Requirements:
Could you express every line of the items below as a JSON list of strings, one string per line and no blank lines?

Dataset items
- - - - -

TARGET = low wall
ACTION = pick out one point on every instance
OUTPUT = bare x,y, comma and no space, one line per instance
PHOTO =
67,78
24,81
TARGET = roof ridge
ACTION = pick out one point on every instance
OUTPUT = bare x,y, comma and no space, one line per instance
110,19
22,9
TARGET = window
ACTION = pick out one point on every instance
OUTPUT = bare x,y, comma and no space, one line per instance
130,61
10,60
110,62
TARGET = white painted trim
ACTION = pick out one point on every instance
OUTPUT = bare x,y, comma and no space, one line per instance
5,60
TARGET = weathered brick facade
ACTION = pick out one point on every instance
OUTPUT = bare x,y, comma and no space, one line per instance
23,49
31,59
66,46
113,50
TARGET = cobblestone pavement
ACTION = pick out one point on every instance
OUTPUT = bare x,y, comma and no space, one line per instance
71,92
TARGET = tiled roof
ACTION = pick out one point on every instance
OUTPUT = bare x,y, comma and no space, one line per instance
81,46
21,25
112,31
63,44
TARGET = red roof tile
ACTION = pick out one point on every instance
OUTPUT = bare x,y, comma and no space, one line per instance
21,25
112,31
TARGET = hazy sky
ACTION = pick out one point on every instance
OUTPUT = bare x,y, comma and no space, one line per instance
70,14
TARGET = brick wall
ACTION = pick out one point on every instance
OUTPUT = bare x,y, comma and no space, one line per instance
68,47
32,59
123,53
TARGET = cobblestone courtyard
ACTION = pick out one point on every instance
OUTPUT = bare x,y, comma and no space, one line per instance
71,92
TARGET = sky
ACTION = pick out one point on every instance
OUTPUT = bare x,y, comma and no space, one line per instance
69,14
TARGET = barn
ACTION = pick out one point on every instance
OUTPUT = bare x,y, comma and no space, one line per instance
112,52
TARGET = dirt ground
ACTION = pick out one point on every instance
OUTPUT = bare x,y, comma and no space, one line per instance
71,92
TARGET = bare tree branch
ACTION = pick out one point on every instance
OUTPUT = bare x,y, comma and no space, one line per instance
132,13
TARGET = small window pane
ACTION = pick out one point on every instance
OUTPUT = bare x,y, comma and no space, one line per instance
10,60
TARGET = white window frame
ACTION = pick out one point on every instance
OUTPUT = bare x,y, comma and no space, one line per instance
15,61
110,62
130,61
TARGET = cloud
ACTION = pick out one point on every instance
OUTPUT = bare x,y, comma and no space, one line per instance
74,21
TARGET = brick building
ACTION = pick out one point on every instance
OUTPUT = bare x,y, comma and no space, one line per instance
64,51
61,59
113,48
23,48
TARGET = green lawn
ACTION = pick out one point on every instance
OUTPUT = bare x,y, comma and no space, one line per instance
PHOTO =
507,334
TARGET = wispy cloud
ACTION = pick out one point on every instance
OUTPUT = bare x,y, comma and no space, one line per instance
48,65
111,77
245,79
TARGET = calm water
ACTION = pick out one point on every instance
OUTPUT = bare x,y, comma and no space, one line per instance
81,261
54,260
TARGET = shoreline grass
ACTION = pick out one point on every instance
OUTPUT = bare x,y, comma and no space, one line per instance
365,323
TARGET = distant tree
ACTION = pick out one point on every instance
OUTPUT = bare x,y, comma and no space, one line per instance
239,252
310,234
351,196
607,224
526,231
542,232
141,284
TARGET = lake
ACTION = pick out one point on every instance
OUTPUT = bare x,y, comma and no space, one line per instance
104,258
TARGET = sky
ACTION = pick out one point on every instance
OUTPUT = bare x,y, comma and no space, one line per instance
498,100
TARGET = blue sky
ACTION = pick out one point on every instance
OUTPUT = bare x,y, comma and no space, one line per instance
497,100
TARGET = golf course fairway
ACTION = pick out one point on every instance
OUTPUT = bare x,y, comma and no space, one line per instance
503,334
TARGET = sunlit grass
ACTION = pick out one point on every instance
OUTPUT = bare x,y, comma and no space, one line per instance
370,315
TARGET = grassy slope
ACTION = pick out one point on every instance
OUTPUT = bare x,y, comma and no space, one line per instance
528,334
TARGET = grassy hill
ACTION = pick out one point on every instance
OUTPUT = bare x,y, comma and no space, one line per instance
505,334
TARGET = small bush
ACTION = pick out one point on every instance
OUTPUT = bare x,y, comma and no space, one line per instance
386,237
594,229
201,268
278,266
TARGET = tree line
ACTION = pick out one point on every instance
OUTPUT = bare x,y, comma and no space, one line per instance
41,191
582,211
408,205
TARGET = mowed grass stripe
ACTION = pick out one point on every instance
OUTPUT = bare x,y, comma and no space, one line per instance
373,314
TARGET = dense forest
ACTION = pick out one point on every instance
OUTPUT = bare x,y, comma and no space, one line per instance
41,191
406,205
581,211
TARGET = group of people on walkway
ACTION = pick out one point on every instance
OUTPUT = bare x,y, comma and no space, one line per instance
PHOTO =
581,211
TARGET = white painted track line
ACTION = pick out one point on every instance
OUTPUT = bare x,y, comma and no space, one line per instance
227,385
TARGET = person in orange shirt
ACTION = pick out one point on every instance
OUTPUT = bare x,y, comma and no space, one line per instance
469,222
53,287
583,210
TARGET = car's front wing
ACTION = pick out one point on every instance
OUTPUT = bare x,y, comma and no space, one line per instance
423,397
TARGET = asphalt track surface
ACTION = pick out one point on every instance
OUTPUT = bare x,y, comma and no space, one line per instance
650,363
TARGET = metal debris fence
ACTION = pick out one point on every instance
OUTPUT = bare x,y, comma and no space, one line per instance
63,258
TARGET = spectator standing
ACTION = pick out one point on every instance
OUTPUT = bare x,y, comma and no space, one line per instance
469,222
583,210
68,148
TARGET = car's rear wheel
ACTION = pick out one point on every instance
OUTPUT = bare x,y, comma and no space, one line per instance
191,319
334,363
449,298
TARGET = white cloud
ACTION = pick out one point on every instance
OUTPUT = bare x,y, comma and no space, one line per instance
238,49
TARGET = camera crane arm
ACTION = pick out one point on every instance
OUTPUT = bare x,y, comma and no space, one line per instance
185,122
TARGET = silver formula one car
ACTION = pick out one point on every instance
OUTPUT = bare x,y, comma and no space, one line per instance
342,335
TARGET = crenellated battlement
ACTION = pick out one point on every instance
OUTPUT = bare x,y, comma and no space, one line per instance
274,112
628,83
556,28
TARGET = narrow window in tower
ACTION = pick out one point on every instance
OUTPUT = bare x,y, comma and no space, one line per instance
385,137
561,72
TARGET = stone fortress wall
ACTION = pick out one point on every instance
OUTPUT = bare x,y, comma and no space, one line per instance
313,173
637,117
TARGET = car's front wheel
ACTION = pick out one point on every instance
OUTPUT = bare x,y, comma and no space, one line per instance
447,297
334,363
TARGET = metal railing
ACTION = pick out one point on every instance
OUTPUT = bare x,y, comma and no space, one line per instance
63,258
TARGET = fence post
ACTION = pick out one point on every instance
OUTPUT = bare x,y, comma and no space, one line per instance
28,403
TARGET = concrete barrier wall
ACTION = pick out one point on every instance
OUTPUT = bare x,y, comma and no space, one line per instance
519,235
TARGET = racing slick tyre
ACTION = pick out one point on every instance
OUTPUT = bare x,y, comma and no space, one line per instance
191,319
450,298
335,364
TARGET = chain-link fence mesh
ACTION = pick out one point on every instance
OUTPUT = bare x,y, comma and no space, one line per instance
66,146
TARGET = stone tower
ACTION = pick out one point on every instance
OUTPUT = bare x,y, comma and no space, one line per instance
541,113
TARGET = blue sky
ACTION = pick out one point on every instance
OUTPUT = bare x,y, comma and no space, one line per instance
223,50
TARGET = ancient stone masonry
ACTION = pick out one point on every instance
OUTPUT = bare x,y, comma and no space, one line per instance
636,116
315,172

- - - - -

Exercise result:
[
  "TARGET = low wall",
  "ACTION = pick out one point on every instance",
  "OUTPUT = bare x,y, comma and no space, one line per instance",
  "PHOTO =",
  "67,78",
  "24,81",
  "TARGET = roof ridge",
  "ACTION = pick out one point on every instance",
  "OUTPUT = bare x,y, comma and no space, one line per instance",
  "110,19",
  "22,9",
  "TARGET = window",
  "ACTION = pick out one point on every instance",
  "OUTPUT = bare x,y, comma and no space, one line per instance",
  "130,61",
  "10,60",
  "110,62",
  "TARGET = white painted trim",
  "ACTION = pick out one point on every instance",
  "OUTPUT = bare x,y, comma and no space, one line per instance",
  "5,60",
  "TARGET = weathered brick facade",
  "ACTION = pick out one point on every instance",
  "OUTPUT = bare x,y, comma and no space, one line per instance",
  "23,49",
  "31,59",
  "66,46",
  "113,50",
  "TARGET = cobblestone pavement",
  "ACTION = pick out one point on every instance",
  "OUTPUT = bare x,y, comma and no space, one line per instance",
  "71,92",
  "TARGET = tiled roof",
  "ACTION = pick out one point on every instance",
  "OUTPUT = bare x,y, comma and no space, one line per instance",
  "81,46",
  "21,25",
  "112,31",
  "63,44",
  "TARGET = red roof tile",
  "ACTION = pick out one point on every instance",
  "OUTPUT = bare x,y, comma and no space, one line per instance",
  "21,25",
  "112,31",
  "TARGET = hazy sky",
  "ACTION = pick out one point on every instance",
  "OUTPUT = bare x,y, comma and no space, one line per instance",
  "70,14",
  "TARGET = brick wall",
  "ACTION = pick out one point on every instance",
  "OUTPUT = bare x,y, comma and no space, one line per instance",
  "68,47",
  "32,59",
  "123,53",
  "TARGET = cobblestone courtyard",
  "ACTION = pick out one point on every instance",
  "OUTPUT = bare x,y, comma and no space, one line per instance",
  "71,92",
  "TARGET = sky",
  "ACTION = pick out one point on every instance",
  "OUTPUT = bare x,y, comma and no space, one line per instance",
  "69,14",
  "TARGET = barn",
  "ACTION = pick out one point on every instance",
  "OUTPUT = bare x,y, comma and no space, one line per instance",
  "112,52",
  "TARGET = dirt ground",
  "ACTION = pick out one point on every instance",
  "OUTPUT = bare x,y, comma and no space, one line per instance",
  "71,92",
  "TARGET = bare tree branch",
  "ACTION = pick out one point on every instance",
  "OUTPUT = bare x,y, comma and no space, one line per instance",
  "132,13",
  "TARGET = small window pane",
  "ACTION = pick out one point on every instance",
  "OUTPUT = bare x,y, comma and no space, one line per instance",
  "10,60",
  "TARGET = white window frame",
  "ACTION = pick out one point on every instance",
  "OUTPUT = bare x,y, comma and no space, one line per instance",
  "15,61",
  "110,62",
  "130,61",
  "TARGET = cloud",
  "ACTION = pick out one point on every instance",
  "OUTPUT = bare x,y, comma and no space, one line per instance",
  "74,21",
  "TARGET = brick building",
  "ACTION = pick out one point on every instance",
  "OUTPUT = bare x,y, comma and no space, one line per instance",
  "64,51",
  "61,59",
  "113,48",
  "23,48",
  "TARGET = green lawn",
  "ACTION = pick out one point on every instance",
  "OUTPUT = bare x,y, comma and no space, one line per instance",
  "PHOTO =",
  "507,334",
  "TARGET = wispy cloud",
  "ACTION = pick out one point on every instance",
  "OUTPUT = bare x,y, comma and no space, one line per instance",
  "48,65",
  "111,77",
  "245,79",
  "TARGET = calm water",
  "ACTION = pick out one point on every instance",
  "OUTPUT = bare x,y, comma and no space, one line per instance",
  "81,261",
  "54,260",
  "TARGET = shoreline grass",
  "ACTION = pick out one point on every instance",
  "OUTPUT = bare x,y, comma and no space, one line per instance",
  "365,323",
  "TARGET = distant tree",
  "ACTION = pick out one point on every instance",
  "OUTPUT = bare x,y, comma and no space, one line per instance",
  "239,252",
  "310,234",
  "351,196",
  "607,224",
  "526,231",
  "542,232",
  "141,284",
  "TARGET = lake",
  "ACTION = pick out one point on every instance",
  "OUTPUT = bare x,y, comma and no space, one line per instance",
  "104,258",
  "TARGET = sky",
  "ACTION = pick out one point on every instance",
  "OUTPUT = bare x,y, comma and no space, one line per instance",
  "498,100",
  "TARGET = blue sky",
  "ACTION = pick out one point on every instance",
  "OUTPUT = bare x,y, comma and no space, one line per instance",
  "497,100",
  "TARGET = golf course fairway",
  "ACTION = pick out one point on every instance",
  "OUTPUT = bare x,y, comma and no space, one line per instance",
  "503,334",
  "TARGET = sunlit grass",
  "ACTION = pick out one point on every instance",
  "OUTPUT = bare x,y, comma and no space, one line per instance",
  "370,315",
  "TARGET = grassy slope",
  "ACTION = pick out one point on every instance",
  "OUTPUT = bare x,y, comma and no space, one line per instance",
  "528,334",
  "TARGET = grassy hill",
  "ACTION = pick out one point on every instance",
  "OUTPUT = bare x,y, comma and no space, one line per instance",
  "505,334",
  "TARGET = small bush",
  "ACTION = pick out one point on every instance",
  "OUTPUT = bare x,y, comma and no space, one line per instance",
  "386,237",
  "594,229",
  "201,268",
  "278,266",
  "TARGET = tree line",
  "ACTION = pick out one point on every instance",
  "OUTPUT = bare x,y, comma and no space, one line per instance",
  "41,191",
  "582,211",
  "408,205",
  "TARGET = mowed grass stripe",
  "ACTION = pick out one point on every instance",
  "OUTPUT = bare x,y, comma and no space, one line per instance",
  "373,314",
  "TARGET = dense forest",
  "ACTION = pick out one point on every instance",
  "OUTPUT = bare x,y, comma and no space, one line per instance",
  "41,191",
  "406,205",
  "581,211",
  "TARGET = group of people on walkway",
  "ACTION = pick out one point on every instance",
  "OUTPUT = bare x,y, comma and no space, one line per instance",
  "PHOTO =",
  "581,211",
  "TARGET = white painted track line",
  "ACTION = pick out one point on every instance",
  "OUTPUT = bare x,y, comma and no space, one line per instance",
  "227,385",
  "TARGET = person in orange shirt",
  "ACTION = pick out one point on every instance",
  "OUTPUT = bare x,y, comma and no space, one line per instance",
  "469,222",
  "53,287",
  "583,210",
  "TARGET = car's front wing",
  "ACTION = pick out one point on every instance",
  "OUTPUT = bare x,y, comma and no space, one line per instance",
  "423,397",
  "TARGET = asphalt track surface",
  "ACTION = pick out one point on every instance",
  "OUTPUT = bare x,y, comma and no space, one line per instance",
  "650,363",
  "TARGET = metal debris fence",
  "ACTION = pick out one point on every instance",
  "OUTPUT = bare x,y, comma and no space, one line per instance",
  "63,258",
  "TARGET = spectator standing",
  "ACTION = pick out one point on every instance",
  "OUTPUT = bare x,y, comma and no space, one line per instance",
  "469,222",
  "583,210",
  "68,148",
  "TARGET = car's rear wheel",
  "ACTION = pick out one point on every instance",
  "OUTPUT = bare x,y, comma and no space, one line per instance",
  "191,319",
  "334,363",
  "449,298",
  "TARGET = white cloud",
  "ACTION = pick out one point on every instance",
  "OUTPUT = bare x,y, comma and no space, one line per instance",
  "238,49",
  "TARGET = camera crane arm",
  "ACTION = pick out one point on every instance",
  "OUTPUT = bare x,y, comma and no space, one line per instance",
  "185,122",
  "TARGET = silver formula one car",
  "ACTION = pick out one point on every instance",
  "OUTPUT = bare x,y, comma and no space, one line per instance",
  "342,335",
  "TARGET = crenellated battlement",
  "ACTION = pick out one point on every instance",
  "OUTPUT = bare x,y, comma and no space, one line per instance",
  "274,112",
  "628,83",
  "556,28",
  "TARGET = narrow window in tower",
  "ACTION = pick out one point on every instance",
  "OUTPUT = bare x,y, comma and no space, one line per instance",
  "385,137",
  "561,72",
  "TARGET = stone fortress wall",
  "ACTION = pick out one point on every instance",
  "OUTPUT = bare x,y, comma and no space, one line per instance",
  "313,173",
  "637,117",
  "TARGET = car's front wheel",
  "ACTION = pick out one point on every instance",
  "OUTPUT = bare x,y, comma and no space, one line per instance",
  "447,297",
  "334,363",
  "TARGET = metal railing",
  "ACTION = pick out one point on every instance",
  "OUTPUT = bare x,y, comma and no space, one line per instance",
  "63,258",
  "TARGET = fence post",
  "ACTION = pick out one point on every instance",
  "OUTPUT = bare x,y, comma and no space, one line per instance",
  "28,403",
  "TARGET = concrete barrier wall",
  "ACTION = pick out one point on every instance",
  "OUTPUT = bare x,y, comma and no space, one line per instance",
  "519,235",
  "TARGET = racing slick tyre",
  "ACTION = pick out one point on every instance",
  "OUTPUT = bare x,y, comma and no space, one line per instance",
  "191,319",
  "450,298",
  "335,364",
  "TARGET = chain-link fence mesh",
  "ACTION = pick out one point on every instance",
  "OUTPUT = bare x,y, comma and no space, one line per instance",
  "66,146",
  "TARGET = stone tower",
  "ACTION = pick out one point on every instance",
  "OUTPUT = bare x,y, comma and no space, one line per instance",
  "541,113",
  "TARGET = blue sky",
  "ACTION = pick out one point on every instance",
  "OUTPUT = bare x,y, comma and no space, one line per instance",
  "223,50",
  "TARGET = ancient stone masonry",
  "ACTION = pick out one point on every instance",
  "OUTPUT = bare x,y, comma and no space, one line per instance",
  "636,116",
  "315,172"
]